Goal of the exercise :: All of the entries must be reproduced exactly, with no images carried over.

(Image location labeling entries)
□ □ □ □ □

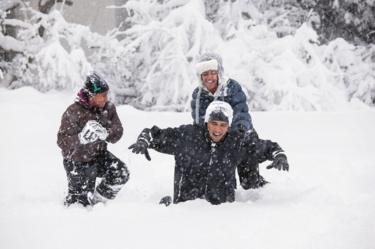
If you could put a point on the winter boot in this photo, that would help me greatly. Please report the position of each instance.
(95, 198)
(76, 199)
(166, 200)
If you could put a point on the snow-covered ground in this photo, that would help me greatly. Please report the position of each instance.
(326, 201)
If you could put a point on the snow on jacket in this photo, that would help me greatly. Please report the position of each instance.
(230, 92)
(72, 123)
(204, 169)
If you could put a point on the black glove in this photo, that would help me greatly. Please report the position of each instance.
(241, 128)
(166, 200)
(280, 162)
(142, 144)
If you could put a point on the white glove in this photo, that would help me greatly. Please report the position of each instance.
(91, 132)
(101, 132)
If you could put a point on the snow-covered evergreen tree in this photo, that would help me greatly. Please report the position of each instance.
(281, 64)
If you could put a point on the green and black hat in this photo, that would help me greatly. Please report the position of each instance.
(95, 84)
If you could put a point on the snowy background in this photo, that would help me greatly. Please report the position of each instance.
(326, 200)
(315, 99)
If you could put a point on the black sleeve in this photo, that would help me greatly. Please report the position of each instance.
(165, 140)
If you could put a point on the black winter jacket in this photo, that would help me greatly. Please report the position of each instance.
(205, 169)
(72, 122)
(231, 92)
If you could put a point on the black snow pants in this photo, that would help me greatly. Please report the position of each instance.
(82, 178)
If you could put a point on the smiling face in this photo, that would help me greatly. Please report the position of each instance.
(217, 130)
(99, 100)
(210, 80)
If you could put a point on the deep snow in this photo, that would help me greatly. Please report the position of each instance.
(326, 201)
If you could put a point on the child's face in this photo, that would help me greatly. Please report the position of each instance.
(99, 100)
(217, 130)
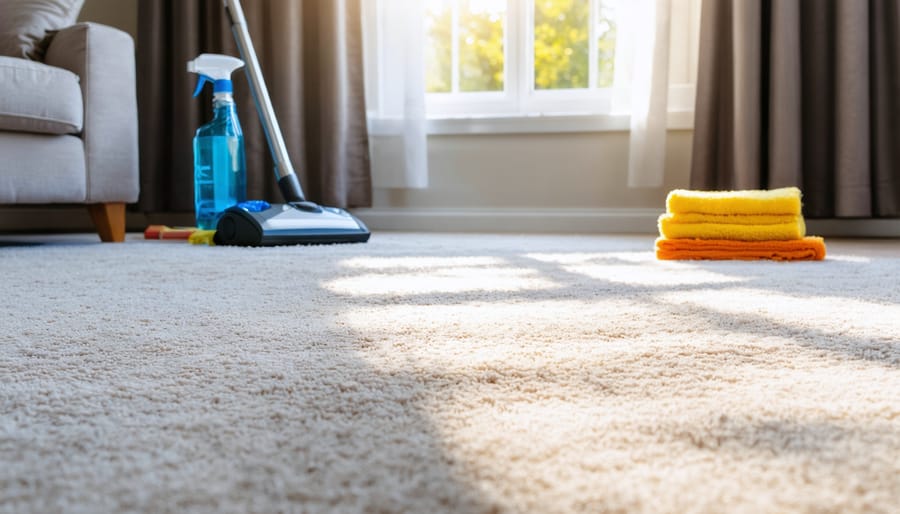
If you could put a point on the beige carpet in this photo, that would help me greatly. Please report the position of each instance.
(437, 373)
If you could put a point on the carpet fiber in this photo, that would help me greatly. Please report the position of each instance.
(433, 373)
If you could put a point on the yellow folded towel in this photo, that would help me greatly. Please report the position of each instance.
(672, 226)
(776, 201)
(810, 248)
(735, 219)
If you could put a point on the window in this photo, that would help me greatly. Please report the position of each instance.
(519, 56)
(503, 59)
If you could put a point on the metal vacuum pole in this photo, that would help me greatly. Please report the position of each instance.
(284, 170)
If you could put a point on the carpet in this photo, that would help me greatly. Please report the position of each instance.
(447, 373)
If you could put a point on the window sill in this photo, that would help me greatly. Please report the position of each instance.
(529, 124)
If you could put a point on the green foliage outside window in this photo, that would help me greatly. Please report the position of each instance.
(561, 46)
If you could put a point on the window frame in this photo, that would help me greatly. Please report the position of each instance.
(520, 108)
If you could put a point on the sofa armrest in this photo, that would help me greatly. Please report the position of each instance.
(103, 58)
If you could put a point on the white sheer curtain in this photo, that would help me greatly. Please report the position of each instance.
(642, 85)
(395, 92)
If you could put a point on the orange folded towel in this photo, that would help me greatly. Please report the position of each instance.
(810, 248)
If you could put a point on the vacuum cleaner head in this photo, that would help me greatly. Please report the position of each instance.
(297, 221)
(261, 224)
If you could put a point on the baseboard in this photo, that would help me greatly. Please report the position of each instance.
(512, 220)
(875, 228)
(75, 218)
(609, 221)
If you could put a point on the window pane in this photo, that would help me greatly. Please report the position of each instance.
(481, 45)
(606, 44)
(561, 44)
(438, 49)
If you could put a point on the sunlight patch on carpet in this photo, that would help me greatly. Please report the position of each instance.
(415, 263)
(637, 268)
(441, 280)
(827, 315)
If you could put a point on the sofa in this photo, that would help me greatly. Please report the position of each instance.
(68, 126)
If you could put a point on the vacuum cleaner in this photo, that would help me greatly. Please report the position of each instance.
(297, 221)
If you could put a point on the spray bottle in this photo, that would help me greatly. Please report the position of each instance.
(220, 168)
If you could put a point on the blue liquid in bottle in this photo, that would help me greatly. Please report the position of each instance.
(220, 169)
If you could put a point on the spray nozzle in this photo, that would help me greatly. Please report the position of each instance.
(215, 69)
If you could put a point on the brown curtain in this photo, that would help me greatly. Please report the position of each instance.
(310, 52)
(803, 93)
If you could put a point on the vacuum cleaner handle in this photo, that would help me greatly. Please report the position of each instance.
(284, 170)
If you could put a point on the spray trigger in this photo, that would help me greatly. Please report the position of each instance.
(202, 82)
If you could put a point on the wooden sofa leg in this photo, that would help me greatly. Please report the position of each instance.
(109, 218)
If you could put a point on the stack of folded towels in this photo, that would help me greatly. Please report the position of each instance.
(744, 225)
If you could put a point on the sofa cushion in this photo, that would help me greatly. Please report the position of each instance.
(38, 98)
(24, 24)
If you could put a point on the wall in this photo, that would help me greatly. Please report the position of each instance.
(121, 14)
(524, 182)
(508, 182)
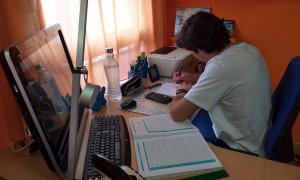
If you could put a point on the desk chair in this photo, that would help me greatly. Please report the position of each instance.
(286, 103)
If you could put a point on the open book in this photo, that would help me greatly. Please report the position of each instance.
(166, 148)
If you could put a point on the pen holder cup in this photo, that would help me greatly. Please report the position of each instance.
(144, 70)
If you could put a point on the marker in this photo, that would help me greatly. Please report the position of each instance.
(179, 74)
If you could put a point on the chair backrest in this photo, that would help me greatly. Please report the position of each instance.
(285, 103)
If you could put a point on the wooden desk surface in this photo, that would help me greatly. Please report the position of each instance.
(238, 165)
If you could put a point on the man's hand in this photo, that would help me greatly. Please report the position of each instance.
(185, 76)
(184, 85)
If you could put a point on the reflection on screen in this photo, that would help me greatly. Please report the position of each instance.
(47, 79)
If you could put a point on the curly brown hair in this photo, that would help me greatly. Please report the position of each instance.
(203, 31)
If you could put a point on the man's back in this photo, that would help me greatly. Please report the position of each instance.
(235, 89)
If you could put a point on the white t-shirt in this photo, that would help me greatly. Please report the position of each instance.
(235, 89)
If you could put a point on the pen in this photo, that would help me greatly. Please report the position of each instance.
(179, 73)
(153, 86)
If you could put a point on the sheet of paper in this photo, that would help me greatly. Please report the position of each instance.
(158, 125)
(174, 155)
(149, 107)
(167, 88)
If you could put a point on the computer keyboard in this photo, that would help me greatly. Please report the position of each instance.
(108, 137)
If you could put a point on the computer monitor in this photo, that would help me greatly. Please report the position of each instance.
(39, 69)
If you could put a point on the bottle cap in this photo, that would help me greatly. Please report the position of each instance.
(143, 56)
(38, 66)
(109, 50)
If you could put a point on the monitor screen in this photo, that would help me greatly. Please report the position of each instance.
(39, 69)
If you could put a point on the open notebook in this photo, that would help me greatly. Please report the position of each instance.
(165, 148)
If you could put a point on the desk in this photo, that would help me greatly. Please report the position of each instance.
(238, 165)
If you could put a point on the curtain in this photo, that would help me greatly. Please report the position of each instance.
(126, 25)
(18, 18)
(129, 26)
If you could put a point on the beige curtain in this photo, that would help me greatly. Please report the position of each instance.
(18, 18)
(129, 26)
(126, 25)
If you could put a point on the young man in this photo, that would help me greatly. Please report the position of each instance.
(234, 88)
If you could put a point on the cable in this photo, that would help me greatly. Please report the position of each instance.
(24, 144)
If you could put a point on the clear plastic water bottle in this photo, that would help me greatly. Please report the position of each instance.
(47, 82)
(111, 67)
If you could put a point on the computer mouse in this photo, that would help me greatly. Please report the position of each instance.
(127, 104)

□ □ □ □ □

Exercise solution ::
If you could put a point on the winter boot in this photo, that would help me greatly. Please report the position of each instance.
(95, 198)
(76, 199)
(166, 200)
If you could put a point on the snow-covered ground in this photo, that would help me greatly. Please report the position of each instance.
(326, 201)
If you could put a point on the snow on jacket in this photo, that would help me greatly. Please report the position of each instance.
(230, 92)
(72, 123)
(204, 169)
If you could put a point on the black glove in this photo, that would help me greatly. Please report the position of each instance.
(241, 128)
(166, 200)
(280, 162)
(142, 144)
If you could put a point on the white glove in this photo, that would help me greatly. Please report the position of each instance.
(91, 132)
(101, 132)
If you could put a point on the snow-covered evergreen tree in this photo, that would help me greatly. Please report the position of each instance.
(281, 64)
If you could put a point on the green and black hat in this photo, that would help me greatly. Please report the position of each instance.
(95, 84)
If you could put a point on the snowy background in this photo, that would help me greatly. Please report the position of each instance.
(326, 200)
(315, 99)
If you could put a point on the black sleeve in this photo, that would help me greatly. Please report the position of each instance.
(165, 140)
If you could put a point on the black winter jacket in this photo, that would help me greatly. Please report the position of each instance.
(205, 169)
(72, 122)
(231, 92)
If you could put a point on the black snow pants in this photo, that would help me greatly. Please report the position of each instance.
(82, 178)
If you could put a point on the smiling face in this photo, that would help me greatly. Please report the position of each instance.
(217, 130)
(99, 100)
(210, 80)
If you could put a point on the deep snow in this photo, that would help me greatly. Please report the position of each instance.
(326, 201)
If you could put a point on the child's face in this photo, that would help me greatly. Please report the position of each instance.
(99, 100)
(217, 130)
If you could put a point on the beige carpet in this photo, that would help me greatly. Please report the position of each instance.
(437, 373)
If you could put a point on the carpet fiber in this photo, that would help me greatly. Please report the position of each instance.
(433, 373)
If you could put a point on the yellow folded towel in this photo, that would help me greatly. Please report the position of each instance.
(672, 226)
(776, 201)
(810, 248)
(735, 219)
If you could put a point on the window in this photo, that would help me greatly. Please report the position of each instance.
(519, 56)
(503, 59)
If you could put a point on the metal vacuum pole in this photo, that would help me greatly. Please report the position of each instance.
(284, 170)
If you could put a point on the carpet in this photo, that would help me greatly. Please report the position of each instance.
(447, 373)
If you could put a point on the window sill in this photo, that would help me greatly. Please report the position of each instance.
(529, 124)
If you could put a point on the green foliage outside window in this photo, that would help me greatly. Please report the position of each instance.
(561, 46)
If you could put a point on the window frame in this photo, that would help me greatly. Please report the position of each instance.
(520, 108)
If you could put a point on the sofa armrest in this photo, that would help me greatly. Please report the position of each instance.
(103, 58)
If you could put a point on the white sheer curtain in this photo, that would help me greatly. Please report the position of each instance.
(642, 85)
(395, 92)
If you could put a point on the orange folded towel in this photo, that would help me greatly. Please report the position of each instance.
(810, 248)
If you could put a point on the vacuum cleaner head in this photo, that would help me greatly. Please report the position of each instance.
(297, 221)
(261, 224)
If you could put a point on the baseboard in this photo, that would help me greatly. Please report the position of each instance.
(512, 220)
(875, 228)
(75, 218)
(609, 221)
If you could put a point on the window pane in this photo, that would help me greatly. Please report the position of each instance.
(481, 45)
(606, 44)
(561, 44)
(438, 49)
If you could put a point on the sunlight patch on carpet in this photo, that would help me greatly. Please report the position of each instance.
(415, 263)
(637, 268)
(441, 280)
(827, 315)
If you could put a point on the sofa in this photo, that would help me greatly. Please report the position of each instance.
(68, 126)
If you could put a point on the vacuum cleaner in this photo, that would help me greatly. Please report the position of each instance.
(297, 221)
If you could put a point on the spray bottle in this photo, that would help me greatly. Please report the position of each instance.
(220, 168)
If you could put a point on the blue liquid in bottle in this photo, that would help me greatly. Please report the position of each instance.
(220, 169)
If you could put a point on the spray nozzle in this photo, that would help me greatly. Please report the position of each instance.
(215, 69)
If you could put a point on the brown curtain in this photo, that would help me greatly. Please report the position of each instance.
(310, 52)
(803, 93)
If you could put a point on the vacuum cleaner handle in this photo, that would help me greatly. Please report the position of each instance.
(284, 170)
If you could put a point on the spray trigger in this photo, that would help me greatly. Please report the position of each instance.
(202, 82)
If you could put a point on the wooden sofa leg in this photo, that would help me greatly. Please report the position of each instance.
(109, 218)
If you could put a point on the stack of folded towels in this photo, that would help me greatly. Please report the position of each instance.
(744, 225)
If you could put a point on the sofa cushion in this photo, that would help me greatly. Please report the position of each instance.
(38, 98)
(24, 24)
If you could put a point on the wall in this photo, that would help me greatly. Please report the position of each instance.
(121, 14)
(524, 182)
(508, 182)
If you could put a point on the desk chair in this photo, that would help me greatly. Please report the position of each instance.
(286, 103)
If you could put a point on the open book in this photo, that would help me greatly. Please report the position of each instance.
(166, 148)
If you could put a point on the pen holder cup in this photo, that would help me greatly. Please report the position of each instance.
(144, 70)
If you could put a point on the marker in this photo, that would help me greatly. Please report the position of each instance.
(179, 74)
If you could put a point on the chair backrest in this photo, that would help me greatly. Please report the position of each instance.
(285, 103)
If you could put a point on the wooden desk surface in this photo, that would help me greatly. Please report the position of each instance.
(238, 165)
If you could put a point on the man's hand in this photo, that would help me greatly. Please report the position of each instance.
(185, 76)
(184, 85)
If you could put a point on the reflection on screen in this photo, that would help me greatly. Please report the position of each instance.
(47, 79)
If you could put a point on the curly brown hair in this photo, that would help me greatly. Please report the position of each instance.
(203, 31)
If you could put a point on the man's back in this photo, that would help me greatly. Please report the position of each instance.
(235, 89)
If you could put a point on the white t-shirt in this photo, that would help me greatly. Please report the position of each instance.
(235, 89)
If you could put a point on the pen in this photo, that would help me greatly. Please report the position of each instance.
(179, 73)
(153, 86)
If you could put a point on the sheet of paper in this photo, that would help me greatly. Please report the position of each instance.
(158, 125)
(174, 155)
(149, 107)
(167, 88)
If you could put a point on the computer keyboard in this photo, that would help me greatly. Please report the position of each instance.
(108, 137)
If you could put a point on the computer monitor in this photo, that would help me greatly. Please report the position of each instance.
(39, 69)
If you could put a point on the bottle cap in this photo, that would help me greatly. Please report the position of each instance.
(143, 56)
(38, 66)
(109, 50)
If you could put a point on the monitor screen in this photo, that would help me greatly. Please report the position of each instance.
(39, 69)
If you could put a point on the open notebook in this photo, that would help me greatly. Please report the position of each instance.
(165, 148)
If you could put a point on the desk in this photo, that would help me greatly. Please report the position of each instance.
(238, 165)
If you could put a point on the curtain in this photo, that would help me greatly. Please report the position of each instance.
(126, 25)
(18, 18)
(129, 26)
If you could put a point on the beige curtain in this photo, that would help me greatly. Please report the position of each instance.
(18, 18)
(129, 26)
(126, 25)
If you could put a point on the young man in this photo, that would help me greatly. Please report the position of each instance.
(234, 88)
If you could put a point on the cable in this photo, that would help me greatly. Please report the position of each instance.
(24, 144)
If you could put a point on the clear plastic water bottle in this photo, that would help me greatly. Please report the position of each instance.
(47, 82)
(111, 67)
If you could put a point on the computer mouse in this photo, that would help me greatly. Please report the position of each instance.
(127, 104)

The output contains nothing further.